(ASSIGNED TASK): Only one span belongs in the answer: the line holding "of the long" through the last line of the entries below, retyped exactly.

Stored items from a collection:
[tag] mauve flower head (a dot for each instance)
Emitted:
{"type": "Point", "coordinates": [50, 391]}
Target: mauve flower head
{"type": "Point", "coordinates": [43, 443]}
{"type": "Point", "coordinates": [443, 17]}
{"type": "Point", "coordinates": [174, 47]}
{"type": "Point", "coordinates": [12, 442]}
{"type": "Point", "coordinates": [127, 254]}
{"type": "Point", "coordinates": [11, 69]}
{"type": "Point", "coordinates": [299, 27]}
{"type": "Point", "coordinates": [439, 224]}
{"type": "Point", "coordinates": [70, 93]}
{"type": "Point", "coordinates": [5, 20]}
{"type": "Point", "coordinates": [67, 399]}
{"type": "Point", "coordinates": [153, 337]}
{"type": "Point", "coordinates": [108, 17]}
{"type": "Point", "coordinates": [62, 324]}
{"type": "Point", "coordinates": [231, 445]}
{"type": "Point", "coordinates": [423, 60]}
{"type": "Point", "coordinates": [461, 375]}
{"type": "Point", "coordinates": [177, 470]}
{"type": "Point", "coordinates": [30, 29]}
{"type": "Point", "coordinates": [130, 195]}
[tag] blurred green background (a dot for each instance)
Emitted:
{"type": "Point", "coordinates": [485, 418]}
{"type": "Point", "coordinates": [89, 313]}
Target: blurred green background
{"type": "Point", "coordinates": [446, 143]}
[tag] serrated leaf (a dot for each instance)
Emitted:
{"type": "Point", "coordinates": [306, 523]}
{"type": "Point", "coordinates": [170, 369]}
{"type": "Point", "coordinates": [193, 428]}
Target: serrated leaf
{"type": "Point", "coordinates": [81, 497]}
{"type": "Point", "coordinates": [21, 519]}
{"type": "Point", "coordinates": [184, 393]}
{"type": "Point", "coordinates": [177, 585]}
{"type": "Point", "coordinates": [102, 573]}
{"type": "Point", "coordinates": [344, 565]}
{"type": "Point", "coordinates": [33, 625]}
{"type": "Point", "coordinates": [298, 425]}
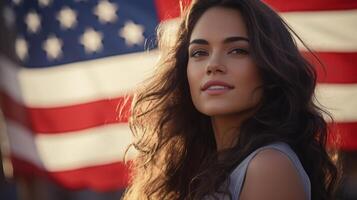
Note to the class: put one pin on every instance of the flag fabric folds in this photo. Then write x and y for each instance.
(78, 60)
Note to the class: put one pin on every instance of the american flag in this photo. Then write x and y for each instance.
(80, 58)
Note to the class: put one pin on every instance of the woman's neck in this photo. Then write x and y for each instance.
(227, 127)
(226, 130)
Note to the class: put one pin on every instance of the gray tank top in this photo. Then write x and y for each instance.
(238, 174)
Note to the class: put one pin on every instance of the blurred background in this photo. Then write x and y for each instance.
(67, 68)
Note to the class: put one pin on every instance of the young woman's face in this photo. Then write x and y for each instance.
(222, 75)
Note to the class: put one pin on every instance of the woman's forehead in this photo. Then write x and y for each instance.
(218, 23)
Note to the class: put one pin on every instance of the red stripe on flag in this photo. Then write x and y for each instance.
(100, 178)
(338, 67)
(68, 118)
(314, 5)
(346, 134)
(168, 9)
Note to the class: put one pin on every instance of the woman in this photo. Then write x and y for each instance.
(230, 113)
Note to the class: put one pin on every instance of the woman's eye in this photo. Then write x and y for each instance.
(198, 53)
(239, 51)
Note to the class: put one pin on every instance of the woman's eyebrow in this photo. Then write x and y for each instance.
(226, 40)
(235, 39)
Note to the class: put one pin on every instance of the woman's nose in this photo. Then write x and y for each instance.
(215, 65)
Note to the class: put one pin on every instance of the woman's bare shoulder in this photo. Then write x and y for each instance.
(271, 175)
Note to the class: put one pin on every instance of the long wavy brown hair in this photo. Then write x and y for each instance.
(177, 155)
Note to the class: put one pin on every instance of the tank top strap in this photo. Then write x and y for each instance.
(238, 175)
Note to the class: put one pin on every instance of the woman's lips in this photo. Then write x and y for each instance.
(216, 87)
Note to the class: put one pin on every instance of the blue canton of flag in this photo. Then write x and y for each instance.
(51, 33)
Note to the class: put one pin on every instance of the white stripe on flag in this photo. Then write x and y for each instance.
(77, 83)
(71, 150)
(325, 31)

(WRITTEN ANSWER):
Note to the class: put one pin on every instance of the long wavy brown hair in this photo. Then write x and y for each instance.
(177, 155)
Note to the class: put one pin on every instance of the tank top strap in this photo. Then write x and y for each instance.
(238, 175)
Note to the class: put one pin on every instance of the woman's lips in this photo. Then write x and y for each instance.
(216, 87)
Note to the class: put one pin on every instance of the blue canton of flag in this photo. Then write x and y for each instance.
(51, 33)
Note to the class: put one pin on every instance of the white stripe on flag in this photo. Then write x and y for each instance.
(77, 83)
(71, 150)
(325, 31)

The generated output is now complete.